Report each line in the records below that contains the word "wooden", treating uppercase and lowercase letters as different.

Excerpted data -

__________

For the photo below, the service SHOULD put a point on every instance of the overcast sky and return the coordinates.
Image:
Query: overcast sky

__________

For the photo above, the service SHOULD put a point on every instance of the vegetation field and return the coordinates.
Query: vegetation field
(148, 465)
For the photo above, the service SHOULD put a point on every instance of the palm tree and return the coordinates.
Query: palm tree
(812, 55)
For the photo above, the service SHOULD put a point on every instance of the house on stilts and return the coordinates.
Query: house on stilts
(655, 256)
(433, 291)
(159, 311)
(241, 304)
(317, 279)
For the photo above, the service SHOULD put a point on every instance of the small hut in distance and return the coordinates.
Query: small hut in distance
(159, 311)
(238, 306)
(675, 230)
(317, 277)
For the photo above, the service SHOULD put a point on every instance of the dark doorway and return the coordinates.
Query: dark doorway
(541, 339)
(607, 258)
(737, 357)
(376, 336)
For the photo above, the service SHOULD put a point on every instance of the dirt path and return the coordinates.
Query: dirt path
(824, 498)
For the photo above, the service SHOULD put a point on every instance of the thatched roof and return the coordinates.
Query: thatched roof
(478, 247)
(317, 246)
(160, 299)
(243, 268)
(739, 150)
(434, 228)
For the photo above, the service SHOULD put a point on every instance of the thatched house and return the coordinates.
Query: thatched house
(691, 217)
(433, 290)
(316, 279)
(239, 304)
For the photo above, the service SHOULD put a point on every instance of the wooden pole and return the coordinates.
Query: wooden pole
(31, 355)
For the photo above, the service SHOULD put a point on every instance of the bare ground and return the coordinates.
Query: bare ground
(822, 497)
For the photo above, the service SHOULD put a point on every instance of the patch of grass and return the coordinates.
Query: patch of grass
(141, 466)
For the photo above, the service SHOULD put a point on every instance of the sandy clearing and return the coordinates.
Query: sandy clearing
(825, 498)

__________

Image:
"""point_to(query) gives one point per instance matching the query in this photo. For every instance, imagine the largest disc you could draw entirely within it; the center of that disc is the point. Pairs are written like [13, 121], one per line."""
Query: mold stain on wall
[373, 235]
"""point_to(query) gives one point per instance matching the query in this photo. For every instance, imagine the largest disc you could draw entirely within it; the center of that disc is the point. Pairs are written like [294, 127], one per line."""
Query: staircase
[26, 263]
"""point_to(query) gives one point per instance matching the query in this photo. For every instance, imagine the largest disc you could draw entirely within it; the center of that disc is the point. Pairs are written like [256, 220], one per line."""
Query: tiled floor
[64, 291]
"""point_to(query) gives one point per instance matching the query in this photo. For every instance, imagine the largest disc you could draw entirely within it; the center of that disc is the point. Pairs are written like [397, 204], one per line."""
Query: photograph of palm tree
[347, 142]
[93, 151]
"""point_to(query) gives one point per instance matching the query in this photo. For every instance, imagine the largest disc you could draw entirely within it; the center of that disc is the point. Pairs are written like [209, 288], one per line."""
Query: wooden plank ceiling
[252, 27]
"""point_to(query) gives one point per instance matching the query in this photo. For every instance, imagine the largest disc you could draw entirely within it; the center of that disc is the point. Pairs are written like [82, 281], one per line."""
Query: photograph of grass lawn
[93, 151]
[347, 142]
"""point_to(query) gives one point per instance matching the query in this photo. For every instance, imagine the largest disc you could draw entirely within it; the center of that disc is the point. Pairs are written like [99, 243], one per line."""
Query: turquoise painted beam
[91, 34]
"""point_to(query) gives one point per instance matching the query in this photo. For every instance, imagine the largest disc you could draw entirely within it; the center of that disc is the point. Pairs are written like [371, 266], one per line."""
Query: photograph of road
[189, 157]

__________

Exercise answer -
For the photo above, the service SHOULD put a point on every instance of the wooden pole and return the coordinates.
Query: wooden pole
Query: wooden plank ceiling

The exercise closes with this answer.